SOURCE RECORDS start
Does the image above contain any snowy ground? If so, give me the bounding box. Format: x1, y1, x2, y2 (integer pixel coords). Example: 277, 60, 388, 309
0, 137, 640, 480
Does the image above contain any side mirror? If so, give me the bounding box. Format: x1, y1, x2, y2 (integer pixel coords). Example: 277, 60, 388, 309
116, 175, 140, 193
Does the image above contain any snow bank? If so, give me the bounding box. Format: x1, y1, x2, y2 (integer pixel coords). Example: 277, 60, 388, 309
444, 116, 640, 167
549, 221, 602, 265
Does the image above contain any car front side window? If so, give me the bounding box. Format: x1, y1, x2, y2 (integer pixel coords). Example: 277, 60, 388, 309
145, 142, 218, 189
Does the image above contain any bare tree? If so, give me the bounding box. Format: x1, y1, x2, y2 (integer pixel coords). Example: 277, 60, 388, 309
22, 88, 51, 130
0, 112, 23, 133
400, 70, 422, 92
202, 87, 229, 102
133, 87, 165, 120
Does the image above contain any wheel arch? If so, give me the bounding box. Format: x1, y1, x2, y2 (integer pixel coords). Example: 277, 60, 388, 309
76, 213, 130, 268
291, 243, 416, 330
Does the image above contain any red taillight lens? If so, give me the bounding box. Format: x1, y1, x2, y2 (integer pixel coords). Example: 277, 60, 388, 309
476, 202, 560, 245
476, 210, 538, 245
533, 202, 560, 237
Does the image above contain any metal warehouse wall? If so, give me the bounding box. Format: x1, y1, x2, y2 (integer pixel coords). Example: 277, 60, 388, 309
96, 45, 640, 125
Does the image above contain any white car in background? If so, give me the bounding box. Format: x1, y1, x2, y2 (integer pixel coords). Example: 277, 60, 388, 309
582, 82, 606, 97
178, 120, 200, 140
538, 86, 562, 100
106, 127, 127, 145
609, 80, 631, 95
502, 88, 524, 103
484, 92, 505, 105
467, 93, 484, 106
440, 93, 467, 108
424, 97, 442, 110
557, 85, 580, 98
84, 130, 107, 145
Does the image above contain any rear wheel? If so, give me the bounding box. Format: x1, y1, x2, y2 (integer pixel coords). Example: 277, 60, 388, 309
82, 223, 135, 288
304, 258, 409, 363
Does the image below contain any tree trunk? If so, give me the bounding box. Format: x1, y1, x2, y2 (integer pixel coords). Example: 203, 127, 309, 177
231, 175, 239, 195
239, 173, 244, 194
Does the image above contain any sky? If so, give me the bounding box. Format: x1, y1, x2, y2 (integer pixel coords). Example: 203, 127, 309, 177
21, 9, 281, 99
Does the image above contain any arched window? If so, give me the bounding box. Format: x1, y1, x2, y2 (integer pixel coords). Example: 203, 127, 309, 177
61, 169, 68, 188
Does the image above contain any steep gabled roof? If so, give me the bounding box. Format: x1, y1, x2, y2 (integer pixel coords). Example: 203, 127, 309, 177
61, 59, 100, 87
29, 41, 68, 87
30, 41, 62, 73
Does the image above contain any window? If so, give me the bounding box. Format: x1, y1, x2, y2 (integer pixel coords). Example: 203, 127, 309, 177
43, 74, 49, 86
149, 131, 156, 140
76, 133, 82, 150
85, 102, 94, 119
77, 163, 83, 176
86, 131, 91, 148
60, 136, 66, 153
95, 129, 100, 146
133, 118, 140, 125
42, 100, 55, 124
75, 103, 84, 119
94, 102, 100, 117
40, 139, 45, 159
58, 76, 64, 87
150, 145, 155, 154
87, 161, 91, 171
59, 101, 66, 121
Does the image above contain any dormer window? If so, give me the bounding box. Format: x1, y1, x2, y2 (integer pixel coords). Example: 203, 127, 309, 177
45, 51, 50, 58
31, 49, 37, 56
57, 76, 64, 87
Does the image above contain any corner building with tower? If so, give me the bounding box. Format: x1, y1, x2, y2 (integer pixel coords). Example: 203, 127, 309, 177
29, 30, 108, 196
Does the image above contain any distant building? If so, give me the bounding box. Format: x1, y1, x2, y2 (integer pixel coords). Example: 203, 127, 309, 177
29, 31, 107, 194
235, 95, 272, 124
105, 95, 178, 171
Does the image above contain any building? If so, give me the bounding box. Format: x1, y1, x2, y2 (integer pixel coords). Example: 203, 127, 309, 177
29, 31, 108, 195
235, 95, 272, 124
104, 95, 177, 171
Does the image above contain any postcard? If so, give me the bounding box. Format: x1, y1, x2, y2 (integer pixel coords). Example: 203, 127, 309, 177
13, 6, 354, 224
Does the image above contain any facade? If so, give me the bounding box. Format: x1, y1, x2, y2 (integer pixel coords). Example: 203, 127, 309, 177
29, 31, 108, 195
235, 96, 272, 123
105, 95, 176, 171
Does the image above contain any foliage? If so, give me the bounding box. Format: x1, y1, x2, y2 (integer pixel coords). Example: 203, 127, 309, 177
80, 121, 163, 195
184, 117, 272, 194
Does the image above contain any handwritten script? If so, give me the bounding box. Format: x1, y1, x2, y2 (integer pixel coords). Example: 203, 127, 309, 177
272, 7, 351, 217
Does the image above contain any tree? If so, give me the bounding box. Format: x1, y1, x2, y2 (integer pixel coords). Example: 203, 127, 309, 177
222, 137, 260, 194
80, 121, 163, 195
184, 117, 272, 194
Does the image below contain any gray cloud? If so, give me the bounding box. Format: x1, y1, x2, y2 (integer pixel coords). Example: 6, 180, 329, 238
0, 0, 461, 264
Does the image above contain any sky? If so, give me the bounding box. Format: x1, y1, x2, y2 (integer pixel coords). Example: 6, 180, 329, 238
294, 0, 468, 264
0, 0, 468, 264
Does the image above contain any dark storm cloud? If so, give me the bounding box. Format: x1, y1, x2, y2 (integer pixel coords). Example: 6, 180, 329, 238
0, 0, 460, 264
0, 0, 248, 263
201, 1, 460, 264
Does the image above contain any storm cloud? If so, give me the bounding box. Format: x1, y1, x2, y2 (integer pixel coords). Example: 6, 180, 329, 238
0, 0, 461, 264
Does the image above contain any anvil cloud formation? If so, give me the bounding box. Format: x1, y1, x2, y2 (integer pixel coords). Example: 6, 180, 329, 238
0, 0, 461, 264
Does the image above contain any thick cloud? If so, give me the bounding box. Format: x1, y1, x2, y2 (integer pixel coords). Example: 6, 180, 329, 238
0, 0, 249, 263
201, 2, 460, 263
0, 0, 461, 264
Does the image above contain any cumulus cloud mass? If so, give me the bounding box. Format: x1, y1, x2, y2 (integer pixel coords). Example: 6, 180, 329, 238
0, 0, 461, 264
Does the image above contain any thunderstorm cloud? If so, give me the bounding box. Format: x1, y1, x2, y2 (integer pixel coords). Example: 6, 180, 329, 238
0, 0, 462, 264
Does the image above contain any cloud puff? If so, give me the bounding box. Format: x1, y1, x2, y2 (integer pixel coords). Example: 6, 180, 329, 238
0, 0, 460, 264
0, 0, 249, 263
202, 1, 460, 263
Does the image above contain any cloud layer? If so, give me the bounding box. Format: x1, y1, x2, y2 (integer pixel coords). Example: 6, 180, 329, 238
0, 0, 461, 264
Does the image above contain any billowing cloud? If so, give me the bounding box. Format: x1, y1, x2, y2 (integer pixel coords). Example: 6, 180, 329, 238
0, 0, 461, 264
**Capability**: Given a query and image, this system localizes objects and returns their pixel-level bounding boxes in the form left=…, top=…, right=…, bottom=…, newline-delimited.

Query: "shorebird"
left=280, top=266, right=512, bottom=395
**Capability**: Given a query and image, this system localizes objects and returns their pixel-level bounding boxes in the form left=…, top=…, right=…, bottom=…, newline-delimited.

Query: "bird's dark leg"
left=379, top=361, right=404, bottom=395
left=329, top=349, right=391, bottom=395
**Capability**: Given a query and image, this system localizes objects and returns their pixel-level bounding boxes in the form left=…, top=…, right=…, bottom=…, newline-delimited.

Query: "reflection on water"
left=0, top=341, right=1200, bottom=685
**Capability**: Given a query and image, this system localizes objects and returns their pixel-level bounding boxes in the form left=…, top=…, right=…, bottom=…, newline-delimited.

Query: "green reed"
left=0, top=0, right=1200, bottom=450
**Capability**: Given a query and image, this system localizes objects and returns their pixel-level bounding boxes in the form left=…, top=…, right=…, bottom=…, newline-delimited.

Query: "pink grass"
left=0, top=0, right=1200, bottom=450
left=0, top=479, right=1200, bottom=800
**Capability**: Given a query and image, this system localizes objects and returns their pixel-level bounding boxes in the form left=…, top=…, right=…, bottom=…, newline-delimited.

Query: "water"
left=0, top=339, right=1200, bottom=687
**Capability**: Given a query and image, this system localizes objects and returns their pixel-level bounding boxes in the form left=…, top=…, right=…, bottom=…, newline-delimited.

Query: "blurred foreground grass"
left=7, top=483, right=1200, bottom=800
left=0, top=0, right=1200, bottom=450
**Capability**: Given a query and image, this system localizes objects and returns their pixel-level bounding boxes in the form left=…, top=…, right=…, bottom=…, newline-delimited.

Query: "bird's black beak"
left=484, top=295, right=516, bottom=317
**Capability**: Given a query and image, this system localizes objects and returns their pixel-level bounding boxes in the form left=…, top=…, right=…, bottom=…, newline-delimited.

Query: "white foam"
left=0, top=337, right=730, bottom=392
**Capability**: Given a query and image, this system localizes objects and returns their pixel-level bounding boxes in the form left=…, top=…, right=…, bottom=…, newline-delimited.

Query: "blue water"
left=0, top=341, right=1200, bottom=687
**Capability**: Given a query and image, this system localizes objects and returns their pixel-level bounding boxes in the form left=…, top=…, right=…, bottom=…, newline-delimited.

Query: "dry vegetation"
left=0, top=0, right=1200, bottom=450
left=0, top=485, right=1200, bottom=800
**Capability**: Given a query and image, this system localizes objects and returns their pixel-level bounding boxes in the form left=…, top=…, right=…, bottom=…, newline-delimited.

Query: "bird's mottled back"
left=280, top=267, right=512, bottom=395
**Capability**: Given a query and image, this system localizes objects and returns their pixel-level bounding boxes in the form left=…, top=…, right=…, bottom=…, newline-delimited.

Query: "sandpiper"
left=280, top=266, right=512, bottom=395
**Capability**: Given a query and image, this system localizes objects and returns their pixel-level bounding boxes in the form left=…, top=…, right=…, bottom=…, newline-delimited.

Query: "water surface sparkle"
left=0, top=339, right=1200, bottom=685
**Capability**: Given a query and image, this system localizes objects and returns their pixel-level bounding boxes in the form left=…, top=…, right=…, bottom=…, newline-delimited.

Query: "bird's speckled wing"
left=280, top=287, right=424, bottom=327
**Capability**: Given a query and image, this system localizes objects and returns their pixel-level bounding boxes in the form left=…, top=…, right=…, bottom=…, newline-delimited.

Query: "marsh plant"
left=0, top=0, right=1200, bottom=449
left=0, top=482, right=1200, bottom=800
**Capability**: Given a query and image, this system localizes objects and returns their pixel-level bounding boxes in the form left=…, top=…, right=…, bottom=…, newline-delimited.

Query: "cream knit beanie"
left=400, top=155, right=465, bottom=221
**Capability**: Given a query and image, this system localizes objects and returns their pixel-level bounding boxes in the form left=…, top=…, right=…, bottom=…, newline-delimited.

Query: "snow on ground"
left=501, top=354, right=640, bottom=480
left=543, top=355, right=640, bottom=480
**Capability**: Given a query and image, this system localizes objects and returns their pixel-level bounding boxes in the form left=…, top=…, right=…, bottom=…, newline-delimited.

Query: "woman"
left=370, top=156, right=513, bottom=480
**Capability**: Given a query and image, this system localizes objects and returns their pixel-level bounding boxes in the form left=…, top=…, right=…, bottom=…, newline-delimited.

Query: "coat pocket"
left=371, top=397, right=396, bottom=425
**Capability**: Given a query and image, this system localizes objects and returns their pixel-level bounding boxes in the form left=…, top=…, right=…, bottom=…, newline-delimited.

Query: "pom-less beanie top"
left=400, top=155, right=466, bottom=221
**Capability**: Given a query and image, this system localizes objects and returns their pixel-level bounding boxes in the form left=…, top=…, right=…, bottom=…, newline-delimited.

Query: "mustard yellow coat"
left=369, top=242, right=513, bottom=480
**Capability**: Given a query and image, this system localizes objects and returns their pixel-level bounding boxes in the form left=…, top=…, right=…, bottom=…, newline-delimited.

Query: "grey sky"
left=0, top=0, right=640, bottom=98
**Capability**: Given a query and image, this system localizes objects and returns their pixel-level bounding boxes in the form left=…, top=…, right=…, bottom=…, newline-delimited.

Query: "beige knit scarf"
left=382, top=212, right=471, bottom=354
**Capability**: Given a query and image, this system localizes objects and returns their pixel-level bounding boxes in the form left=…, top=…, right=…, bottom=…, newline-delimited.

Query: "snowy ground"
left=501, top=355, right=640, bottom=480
SOURCE RECORDS end
WHAT YOU HAVE TO DO » Reproduce the material again, from the line containing "Does the image above contain any dark" through the line containing "201, 1, 460, 264", both lines included.

RESULT FOR THIS TASK »
Does the image above contain any dark storm cloud? If so, give me the bounding box. Format: x1, y1, x2, y2 (integer pixel coords). Example: 6, 180, 329, 238
0, 0, 460, 264
0, 0, 248, 263
201, 1, 460, 264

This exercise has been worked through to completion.